[Text excerpt Boundary: Start]

Among the Saudi writers who are experimenting today with new forms and ideas, Abdo Khal is well-known both locally and in the wider Arab world. He has written a number of novels including ‘The Mud,’ ‘Death Passes from Here,’ ‘Days Don’t Hide Anyone,’ ‘Barking’ as well as several collections of short stories.
The center of his fictional universe is the village where he was born and which he left at young age with his family in search of a better life. Most of his works are set in the village and almost all of them have a rural ruthlessness and timidness. Like their maker, Khal’s heroes come from marginal groups and struggle for salvation.
Khal writes in a distinctive, identifiable style blending classical and colloquial Arabic and the southern and Hijazi dialects. Setting is an independent character in his novels. “It is the setting that colors and characterizes people’s lives,” he asserts. “Place molds us according to its mighty will, not to our wishes.” As a writer Khal blends rural and urban themes in his writings and does his best to shape events and characters to fit in his fictitious world.

[Text excerpt Boundary: End]
[Supplied entries Boundary: Start]

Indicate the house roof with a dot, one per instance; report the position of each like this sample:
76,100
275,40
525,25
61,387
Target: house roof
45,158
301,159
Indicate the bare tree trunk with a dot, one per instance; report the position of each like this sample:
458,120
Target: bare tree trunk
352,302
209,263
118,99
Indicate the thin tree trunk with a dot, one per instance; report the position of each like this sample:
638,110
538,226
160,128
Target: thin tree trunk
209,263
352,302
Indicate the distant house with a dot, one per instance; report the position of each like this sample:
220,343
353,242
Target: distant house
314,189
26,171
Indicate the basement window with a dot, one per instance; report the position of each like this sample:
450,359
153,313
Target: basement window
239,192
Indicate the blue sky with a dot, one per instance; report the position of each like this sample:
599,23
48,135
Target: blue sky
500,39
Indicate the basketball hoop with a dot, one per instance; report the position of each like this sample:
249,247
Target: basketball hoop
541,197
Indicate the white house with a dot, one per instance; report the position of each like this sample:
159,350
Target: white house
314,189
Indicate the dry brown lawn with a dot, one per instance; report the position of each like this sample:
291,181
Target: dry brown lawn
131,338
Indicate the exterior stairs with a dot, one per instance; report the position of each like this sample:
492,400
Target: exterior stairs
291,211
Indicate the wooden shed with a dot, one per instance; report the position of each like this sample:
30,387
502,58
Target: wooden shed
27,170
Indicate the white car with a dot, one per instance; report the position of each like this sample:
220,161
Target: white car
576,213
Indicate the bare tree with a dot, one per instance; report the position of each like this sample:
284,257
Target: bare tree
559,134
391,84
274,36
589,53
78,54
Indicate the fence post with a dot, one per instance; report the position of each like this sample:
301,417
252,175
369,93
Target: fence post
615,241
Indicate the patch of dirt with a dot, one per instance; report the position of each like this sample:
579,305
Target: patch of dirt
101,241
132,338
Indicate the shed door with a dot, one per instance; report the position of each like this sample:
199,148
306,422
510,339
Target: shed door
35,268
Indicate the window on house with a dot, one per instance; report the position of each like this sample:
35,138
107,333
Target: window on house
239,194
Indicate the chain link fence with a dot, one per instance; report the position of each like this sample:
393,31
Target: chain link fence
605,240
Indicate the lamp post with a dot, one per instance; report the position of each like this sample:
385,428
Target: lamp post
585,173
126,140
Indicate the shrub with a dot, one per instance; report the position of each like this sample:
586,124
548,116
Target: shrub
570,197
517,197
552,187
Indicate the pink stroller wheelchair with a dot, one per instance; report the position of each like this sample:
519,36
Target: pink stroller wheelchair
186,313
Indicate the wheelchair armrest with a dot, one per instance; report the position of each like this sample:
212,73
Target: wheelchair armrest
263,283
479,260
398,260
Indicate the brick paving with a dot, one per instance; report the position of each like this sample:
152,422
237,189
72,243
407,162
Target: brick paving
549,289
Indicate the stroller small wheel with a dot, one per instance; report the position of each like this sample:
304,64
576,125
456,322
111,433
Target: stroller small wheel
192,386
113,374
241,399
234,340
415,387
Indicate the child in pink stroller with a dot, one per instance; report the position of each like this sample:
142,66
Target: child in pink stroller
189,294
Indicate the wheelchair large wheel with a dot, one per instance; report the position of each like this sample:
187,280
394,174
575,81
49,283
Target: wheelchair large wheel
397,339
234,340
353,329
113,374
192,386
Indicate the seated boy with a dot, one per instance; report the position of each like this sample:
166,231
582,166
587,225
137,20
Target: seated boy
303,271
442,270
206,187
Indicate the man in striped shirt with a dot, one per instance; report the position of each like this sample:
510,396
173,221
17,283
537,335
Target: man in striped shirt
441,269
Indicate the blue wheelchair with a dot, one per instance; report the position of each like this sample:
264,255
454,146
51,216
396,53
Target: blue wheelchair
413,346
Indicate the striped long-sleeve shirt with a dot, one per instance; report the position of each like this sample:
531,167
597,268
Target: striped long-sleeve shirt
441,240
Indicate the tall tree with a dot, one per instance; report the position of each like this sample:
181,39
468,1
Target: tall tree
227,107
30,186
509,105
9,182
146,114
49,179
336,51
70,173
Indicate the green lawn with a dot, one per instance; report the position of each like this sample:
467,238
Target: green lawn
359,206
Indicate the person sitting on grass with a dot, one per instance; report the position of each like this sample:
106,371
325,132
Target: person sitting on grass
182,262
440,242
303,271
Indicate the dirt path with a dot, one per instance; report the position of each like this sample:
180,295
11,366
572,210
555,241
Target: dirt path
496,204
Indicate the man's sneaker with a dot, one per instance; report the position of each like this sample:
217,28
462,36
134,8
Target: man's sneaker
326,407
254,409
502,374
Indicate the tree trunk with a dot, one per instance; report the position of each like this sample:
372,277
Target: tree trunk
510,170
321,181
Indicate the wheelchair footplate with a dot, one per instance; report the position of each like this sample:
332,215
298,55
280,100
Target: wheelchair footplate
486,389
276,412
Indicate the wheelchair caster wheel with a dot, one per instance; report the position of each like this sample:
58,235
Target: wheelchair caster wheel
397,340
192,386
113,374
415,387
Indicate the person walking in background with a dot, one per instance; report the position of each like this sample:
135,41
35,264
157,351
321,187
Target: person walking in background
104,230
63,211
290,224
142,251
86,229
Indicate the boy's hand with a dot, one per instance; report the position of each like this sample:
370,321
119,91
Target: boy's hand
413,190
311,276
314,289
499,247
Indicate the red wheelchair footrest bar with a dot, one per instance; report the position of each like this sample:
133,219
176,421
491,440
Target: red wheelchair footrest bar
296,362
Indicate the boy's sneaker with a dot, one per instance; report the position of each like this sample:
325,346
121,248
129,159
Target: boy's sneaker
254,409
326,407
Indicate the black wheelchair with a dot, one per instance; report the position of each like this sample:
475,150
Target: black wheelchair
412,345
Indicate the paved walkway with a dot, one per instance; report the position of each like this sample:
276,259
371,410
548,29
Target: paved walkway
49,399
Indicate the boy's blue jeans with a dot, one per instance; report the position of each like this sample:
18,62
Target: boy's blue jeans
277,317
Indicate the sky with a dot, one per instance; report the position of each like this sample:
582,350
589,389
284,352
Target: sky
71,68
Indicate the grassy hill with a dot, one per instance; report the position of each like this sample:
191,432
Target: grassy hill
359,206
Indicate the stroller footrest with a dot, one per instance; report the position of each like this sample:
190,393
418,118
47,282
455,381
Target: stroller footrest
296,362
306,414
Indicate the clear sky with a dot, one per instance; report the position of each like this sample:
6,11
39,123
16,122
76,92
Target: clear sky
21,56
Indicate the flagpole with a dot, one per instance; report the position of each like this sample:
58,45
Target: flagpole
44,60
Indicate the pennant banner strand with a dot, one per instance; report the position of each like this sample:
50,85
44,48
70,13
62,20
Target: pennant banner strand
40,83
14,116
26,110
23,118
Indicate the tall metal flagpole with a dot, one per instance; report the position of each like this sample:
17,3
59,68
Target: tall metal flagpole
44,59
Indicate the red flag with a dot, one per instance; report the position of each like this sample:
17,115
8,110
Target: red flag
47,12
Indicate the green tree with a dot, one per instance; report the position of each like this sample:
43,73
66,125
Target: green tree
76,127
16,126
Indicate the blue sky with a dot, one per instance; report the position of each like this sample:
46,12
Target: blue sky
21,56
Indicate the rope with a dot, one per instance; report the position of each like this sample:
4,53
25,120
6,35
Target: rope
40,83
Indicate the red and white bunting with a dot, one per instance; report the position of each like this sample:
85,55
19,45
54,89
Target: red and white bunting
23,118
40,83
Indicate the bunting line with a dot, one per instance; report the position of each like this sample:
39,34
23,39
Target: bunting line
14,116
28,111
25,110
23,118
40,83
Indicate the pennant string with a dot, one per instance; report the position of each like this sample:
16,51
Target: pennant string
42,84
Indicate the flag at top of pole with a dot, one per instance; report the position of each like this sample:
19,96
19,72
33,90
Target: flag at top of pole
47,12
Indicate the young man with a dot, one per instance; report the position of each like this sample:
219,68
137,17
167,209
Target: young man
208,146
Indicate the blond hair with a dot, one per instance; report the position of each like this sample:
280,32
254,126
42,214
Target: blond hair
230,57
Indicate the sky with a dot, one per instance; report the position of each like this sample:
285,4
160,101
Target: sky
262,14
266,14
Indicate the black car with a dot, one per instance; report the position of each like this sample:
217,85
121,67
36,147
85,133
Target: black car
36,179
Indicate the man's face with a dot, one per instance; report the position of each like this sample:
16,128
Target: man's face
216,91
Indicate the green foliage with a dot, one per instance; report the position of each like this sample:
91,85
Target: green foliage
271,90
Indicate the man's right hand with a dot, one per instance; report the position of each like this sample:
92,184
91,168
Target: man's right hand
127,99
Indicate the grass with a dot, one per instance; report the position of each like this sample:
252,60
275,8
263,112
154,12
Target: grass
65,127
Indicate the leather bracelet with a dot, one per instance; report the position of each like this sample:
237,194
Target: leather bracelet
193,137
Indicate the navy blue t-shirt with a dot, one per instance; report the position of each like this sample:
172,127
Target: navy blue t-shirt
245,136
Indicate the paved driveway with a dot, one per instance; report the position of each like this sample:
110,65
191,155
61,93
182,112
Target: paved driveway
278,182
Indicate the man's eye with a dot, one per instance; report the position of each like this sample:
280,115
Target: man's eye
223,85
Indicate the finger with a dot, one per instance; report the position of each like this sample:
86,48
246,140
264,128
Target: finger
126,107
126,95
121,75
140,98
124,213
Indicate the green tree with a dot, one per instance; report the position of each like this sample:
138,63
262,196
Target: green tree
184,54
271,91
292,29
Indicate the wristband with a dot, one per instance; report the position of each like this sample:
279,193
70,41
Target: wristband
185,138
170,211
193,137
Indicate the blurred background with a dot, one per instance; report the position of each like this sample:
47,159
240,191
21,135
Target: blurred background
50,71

[Supplied entries Boundary: End]

According to the profile of Abdo Khal, which dialects does his style blend with classical and colloquial Arabic?

The southern and Hijazi dialects.